- Task goal
In the entries below, find every line with "white" and copy it.

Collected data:
..............................
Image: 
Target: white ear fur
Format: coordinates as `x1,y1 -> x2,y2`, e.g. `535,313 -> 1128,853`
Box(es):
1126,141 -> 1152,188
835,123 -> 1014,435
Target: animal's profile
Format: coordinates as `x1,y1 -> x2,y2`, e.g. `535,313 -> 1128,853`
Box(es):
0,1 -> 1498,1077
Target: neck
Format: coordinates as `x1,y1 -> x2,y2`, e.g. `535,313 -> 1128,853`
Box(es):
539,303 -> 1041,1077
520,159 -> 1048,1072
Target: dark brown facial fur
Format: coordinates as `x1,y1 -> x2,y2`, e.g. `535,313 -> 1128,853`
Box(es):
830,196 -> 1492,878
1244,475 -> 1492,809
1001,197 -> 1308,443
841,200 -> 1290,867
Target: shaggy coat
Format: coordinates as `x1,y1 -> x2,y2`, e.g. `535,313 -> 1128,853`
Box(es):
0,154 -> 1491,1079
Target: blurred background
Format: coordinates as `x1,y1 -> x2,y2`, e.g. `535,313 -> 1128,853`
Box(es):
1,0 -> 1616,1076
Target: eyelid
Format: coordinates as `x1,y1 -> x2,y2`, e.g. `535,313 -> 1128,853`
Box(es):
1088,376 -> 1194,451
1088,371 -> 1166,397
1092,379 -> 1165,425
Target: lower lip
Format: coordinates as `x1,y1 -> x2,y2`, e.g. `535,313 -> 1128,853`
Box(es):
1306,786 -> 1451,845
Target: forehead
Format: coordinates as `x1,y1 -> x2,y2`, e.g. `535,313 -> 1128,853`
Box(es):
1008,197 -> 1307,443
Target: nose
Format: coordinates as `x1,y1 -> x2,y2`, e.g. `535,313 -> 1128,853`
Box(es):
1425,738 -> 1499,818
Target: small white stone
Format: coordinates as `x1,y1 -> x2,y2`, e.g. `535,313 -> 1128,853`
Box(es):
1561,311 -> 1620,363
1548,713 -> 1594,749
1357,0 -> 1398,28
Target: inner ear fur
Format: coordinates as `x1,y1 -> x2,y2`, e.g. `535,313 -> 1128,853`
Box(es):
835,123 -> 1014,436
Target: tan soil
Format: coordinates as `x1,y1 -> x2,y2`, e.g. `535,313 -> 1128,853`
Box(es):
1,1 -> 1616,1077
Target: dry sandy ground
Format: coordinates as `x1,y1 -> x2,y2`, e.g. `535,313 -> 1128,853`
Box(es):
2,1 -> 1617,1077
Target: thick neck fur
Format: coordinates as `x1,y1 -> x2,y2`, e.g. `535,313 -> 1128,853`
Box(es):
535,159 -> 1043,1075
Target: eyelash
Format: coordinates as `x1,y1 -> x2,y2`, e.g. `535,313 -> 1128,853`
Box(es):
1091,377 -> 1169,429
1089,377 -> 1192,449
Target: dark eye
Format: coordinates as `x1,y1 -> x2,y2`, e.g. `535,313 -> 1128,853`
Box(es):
..............................
- Response
Target: white ear fur
Target: small white stone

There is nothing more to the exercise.